Interactive online version: Open In Colab

Text-Based Ideal Points using NumPyro

Szymon Sacher & Keyon Vafa This notebook replicates Text-Based Ideal Point model (Vafa, Naidu & Blei, 2020)

This notebook is designed to run on Google Colab.

IMPORTANT: To save this code and your results, make sure you copy to your personal Google Drive. Under “File”, select “Save a copy in Drive”.

Use this Colab notebook to run a NumPyro implementation of the text-based ideal point model (TBIP) on a corpus of political text. The Github repository is more complete.

See also Tensorflow implementation on which this notebook is based.

The TBIP is an unsupervised probabilistic topic model that analyzes texts to quantify the political positions of its authors. The model does not use political parties or votes, nor does it require any text labelled by ideology. Given a corpus of political text and the authors of each document, the TBIP estimates the latent political positions of the authors of texts and how per-topic word choice changes as a function of the political position of the author (“ideological topics”). Refer to the paper for more information.

Getting started

First, make sure you are running this Colab using a GPU. Go to the “Runtime” menu, and click “Change runtime type”. If the “Hardware accelerator” is listed as “None” or “TPU”, change to “GPU”. Click “Save” and you’re ready to go. Also, as described in the first cell, make sure this code is copied to your personal Google Drive.

Install NumPyro

NumPyro is a probabilistic programming framework powered by JAX for autograd and JIT compilation to GPU/TPU/CPU.

%pip install numpyro==0.10.1
%pip install optax

Clone TBIP repository

Below we clone the Github repo for the TBIP. This is where the data resides.

▸ Exercise aim
Pick up the NumPyro ideal-point notebook above right after its last sentence and keep writing it in the same style.

▸ Dataset
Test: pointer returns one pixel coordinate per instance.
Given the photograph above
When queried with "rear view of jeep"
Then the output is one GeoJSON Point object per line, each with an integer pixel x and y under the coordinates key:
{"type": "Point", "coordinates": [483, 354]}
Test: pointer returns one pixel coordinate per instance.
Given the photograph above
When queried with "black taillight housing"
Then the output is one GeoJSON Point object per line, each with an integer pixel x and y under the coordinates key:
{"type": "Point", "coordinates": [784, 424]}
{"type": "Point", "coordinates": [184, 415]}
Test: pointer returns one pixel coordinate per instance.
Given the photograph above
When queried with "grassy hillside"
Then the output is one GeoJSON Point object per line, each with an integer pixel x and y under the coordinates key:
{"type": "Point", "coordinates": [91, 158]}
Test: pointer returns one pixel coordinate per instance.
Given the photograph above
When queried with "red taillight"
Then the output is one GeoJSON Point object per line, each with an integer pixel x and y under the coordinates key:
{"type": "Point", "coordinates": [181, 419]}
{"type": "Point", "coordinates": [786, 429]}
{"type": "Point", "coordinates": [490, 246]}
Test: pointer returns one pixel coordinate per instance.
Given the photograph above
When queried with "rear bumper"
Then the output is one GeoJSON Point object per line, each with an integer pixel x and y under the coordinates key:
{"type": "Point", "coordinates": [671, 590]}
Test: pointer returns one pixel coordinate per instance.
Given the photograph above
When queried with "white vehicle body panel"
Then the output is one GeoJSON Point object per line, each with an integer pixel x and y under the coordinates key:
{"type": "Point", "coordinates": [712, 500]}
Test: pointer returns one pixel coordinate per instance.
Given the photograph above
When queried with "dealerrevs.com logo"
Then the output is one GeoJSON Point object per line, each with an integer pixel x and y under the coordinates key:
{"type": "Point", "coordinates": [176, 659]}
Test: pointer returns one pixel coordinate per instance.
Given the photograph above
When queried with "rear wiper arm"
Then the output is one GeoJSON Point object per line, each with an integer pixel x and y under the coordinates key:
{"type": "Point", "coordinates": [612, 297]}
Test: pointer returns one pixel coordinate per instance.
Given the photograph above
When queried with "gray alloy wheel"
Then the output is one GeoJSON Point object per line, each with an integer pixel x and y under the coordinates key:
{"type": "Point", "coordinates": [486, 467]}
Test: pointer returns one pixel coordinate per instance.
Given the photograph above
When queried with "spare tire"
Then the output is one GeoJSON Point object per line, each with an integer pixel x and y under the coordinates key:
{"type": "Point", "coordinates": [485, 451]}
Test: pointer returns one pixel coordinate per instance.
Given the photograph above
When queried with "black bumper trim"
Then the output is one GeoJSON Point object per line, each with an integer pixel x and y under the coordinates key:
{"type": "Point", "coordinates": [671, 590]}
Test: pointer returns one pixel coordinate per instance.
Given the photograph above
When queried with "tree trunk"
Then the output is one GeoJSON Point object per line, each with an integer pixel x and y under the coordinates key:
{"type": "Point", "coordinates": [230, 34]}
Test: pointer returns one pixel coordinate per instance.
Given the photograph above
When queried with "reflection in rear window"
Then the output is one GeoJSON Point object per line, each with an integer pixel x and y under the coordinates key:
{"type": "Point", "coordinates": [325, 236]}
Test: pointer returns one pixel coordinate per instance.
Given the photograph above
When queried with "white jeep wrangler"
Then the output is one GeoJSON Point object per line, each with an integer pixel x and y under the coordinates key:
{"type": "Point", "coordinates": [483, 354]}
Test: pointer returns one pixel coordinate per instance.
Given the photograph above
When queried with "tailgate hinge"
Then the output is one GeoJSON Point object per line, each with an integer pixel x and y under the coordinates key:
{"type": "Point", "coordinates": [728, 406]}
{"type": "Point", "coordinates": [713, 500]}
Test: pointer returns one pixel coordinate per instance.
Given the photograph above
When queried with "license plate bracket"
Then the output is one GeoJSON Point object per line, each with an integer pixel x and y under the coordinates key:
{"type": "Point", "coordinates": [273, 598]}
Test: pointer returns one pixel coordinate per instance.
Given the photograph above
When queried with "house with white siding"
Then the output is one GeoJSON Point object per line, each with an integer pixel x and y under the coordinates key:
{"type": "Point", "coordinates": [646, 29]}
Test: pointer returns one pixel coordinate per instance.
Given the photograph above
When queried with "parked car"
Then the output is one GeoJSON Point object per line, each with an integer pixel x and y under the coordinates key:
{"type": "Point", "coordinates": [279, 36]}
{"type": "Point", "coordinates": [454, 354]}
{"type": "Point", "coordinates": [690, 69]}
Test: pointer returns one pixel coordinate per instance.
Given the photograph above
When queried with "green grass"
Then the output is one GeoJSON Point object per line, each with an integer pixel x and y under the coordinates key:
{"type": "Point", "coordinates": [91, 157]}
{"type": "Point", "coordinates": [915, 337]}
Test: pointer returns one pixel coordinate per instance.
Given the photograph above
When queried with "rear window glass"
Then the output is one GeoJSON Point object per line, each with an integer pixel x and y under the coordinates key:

▸ Right answer
! git clone
fatal: destination path 'tbip' already exists and is not an empty directory.

Hyperparameters and Initialization

We start setting some hyperparameters. We fix the number of topics \(K = 50\). We also set a random seed for reproducibility.

from jax import random

num_topics = 50
rng_seed = random.PRNGKey(0)

The next cell provides the data directory. The directory in the cell below links to speeches from the 114th Senate session from the tbip repo.

To use your own corpus, upload the following four files to the Colab working directory:

  • counts.npz: a [num_documents, num_words] sparse CSR matrix containing the word counts for each document.
  • author_indices.npy: a [num_documents] vector where each entry is an integer in the set {0, 1, ..., num_authors - 1}, indicating the author of the corresponding document in counts.npz.
  • vocabulary.txt: a [num_words]-length file where each line denotes the corresponding word in the vocabulary.
  • author_map.txt: a [num_authors]-length file where each line denotes the name of an author in the corpus.

See Senate speech clean data for an example of what the four files look like for Senate speeches. Our setup script contains example code for creating the four files from unprocessed data for Senate speeches.

IMPORTANT: If you are using your own corpus, change the following line to data_dir = '.' after uploading the four files to the Colab working directory.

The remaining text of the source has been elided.